Starting with the line with "Put a dot on each instance of the lawn" and going on through the line with "Put a dot on each instance of the tree in", both lines included, write out those entries again with their requests, and shift every coordinate in the answers up by 89. Give only those lines, and leave the pictures out.

──────────

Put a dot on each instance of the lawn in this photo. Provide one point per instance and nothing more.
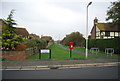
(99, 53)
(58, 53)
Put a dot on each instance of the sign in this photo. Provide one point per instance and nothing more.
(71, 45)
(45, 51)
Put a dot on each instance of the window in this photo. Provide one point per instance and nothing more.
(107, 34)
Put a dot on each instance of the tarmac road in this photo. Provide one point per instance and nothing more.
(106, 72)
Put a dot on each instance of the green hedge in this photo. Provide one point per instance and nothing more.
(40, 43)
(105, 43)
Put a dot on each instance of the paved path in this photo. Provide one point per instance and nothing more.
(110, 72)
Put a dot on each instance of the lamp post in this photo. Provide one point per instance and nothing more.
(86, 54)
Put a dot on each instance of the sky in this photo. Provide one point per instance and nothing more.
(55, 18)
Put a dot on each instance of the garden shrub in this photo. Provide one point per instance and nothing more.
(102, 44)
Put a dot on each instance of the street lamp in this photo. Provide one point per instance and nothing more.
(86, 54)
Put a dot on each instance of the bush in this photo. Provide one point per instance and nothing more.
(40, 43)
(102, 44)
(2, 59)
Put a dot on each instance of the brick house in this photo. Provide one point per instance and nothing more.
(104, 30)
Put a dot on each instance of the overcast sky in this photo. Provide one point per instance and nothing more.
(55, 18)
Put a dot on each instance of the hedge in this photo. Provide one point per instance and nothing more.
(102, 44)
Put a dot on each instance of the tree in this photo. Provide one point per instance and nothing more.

──────────

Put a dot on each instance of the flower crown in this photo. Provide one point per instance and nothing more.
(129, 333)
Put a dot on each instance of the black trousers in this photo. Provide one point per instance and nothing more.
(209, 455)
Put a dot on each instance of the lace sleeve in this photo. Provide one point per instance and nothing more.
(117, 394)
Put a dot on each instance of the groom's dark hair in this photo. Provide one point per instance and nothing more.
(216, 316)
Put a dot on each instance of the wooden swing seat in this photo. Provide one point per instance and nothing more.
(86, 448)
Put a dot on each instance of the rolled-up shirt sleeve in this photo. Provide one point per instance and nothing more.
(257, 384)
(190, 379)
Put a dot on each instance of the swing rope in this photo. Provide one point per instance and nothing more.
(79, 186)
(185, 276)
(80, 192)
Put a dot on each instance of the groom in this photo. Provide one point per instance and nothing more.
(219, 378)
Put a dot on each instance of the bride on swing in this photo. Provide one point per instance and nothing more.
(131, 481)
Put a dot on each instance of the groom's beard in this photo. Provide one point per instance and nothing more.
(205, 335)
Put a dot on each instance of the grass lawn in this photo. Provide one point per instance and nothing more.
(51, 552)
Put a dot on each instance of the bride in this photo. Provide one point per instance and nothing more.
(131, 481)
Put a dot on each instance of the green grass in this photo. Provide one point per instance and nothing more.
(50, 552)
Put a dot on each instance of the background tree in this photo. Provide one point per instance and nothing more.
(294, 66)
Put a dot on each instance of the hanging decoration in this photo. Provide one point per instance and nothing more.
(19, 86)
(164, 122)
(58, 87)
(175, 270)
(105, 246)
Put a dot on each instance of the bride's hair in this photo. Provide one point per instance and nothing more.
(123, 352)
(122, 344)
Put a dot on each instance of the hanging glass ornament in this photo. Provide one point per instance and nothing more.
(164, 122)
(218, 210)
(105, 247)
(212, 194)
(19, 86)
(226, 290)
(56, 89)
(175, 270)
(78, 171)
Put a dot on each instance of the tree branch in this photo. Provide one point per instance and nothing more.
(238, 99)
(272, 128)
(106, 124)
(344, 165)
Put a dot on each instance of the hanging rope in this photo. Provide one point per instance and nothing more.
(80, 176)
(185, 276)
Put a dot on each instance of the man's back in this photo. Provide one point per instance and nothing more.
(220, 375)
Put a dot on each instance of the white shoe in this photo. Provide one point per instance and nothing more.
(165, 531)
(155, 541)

──────────

* Solution below:
Put a dot on each instance of the lawn in this photo. Provide one point per instance and nothing more.
(188, 142)
(147, 142)
Put a dot on each instance of the sign in this photo. Provide one point per instance and nothing more.
(160, 134)
(134, 140)
Put a dot on each instance of the window in this photo. Provide one point per instance and nothing more.
(196, 123)
Put a dot on each instance of the tarmac road in this photo. Provide one point per instance and nothing more.
(195, 161)
Put a dot on each instance of the green hedge in this photo. Provide one point per instance and nothing more.
(129, 132)
(194, 132)
Put a dot on each instance of the paved path in this photo. Provide one point per instance and nothing more.
(199, 161)
Put a dot on each instance of the lamp post in this photo. Provide one point per instance and nothing more.
(175, 143)
Put a dot on each instance of the sky in this photo. Provide one point per instance and nothing more.
(144, 107)
Put a dot on each instance of the garden shrub in this photo. Provide one point per instance and nothing more.
(191, 133)
Put a dot on each instance of the street lamp in this photo. Provide one point per instance and nothing more.
(175, 143)
Put a dot on each instance of the bush in this photo. Provide one point per instance and nothing more.
(129, 132)
(191, 133)
(91, 148)
Put a dot on each instance of the brick house in this photo. Provide one point per instance and nothing more.
(193, 119)
Put a dot on each instance of the overcast sky in this photo. Provide one point per instance and nothing more.
(144, 107)
Put a dot on each instance of the hedge in this photo. Provide one point per instance and nothing more.
(191, 133)
Put a dot on each instance of the tree in this photo. Provide one point per instance and nothing more.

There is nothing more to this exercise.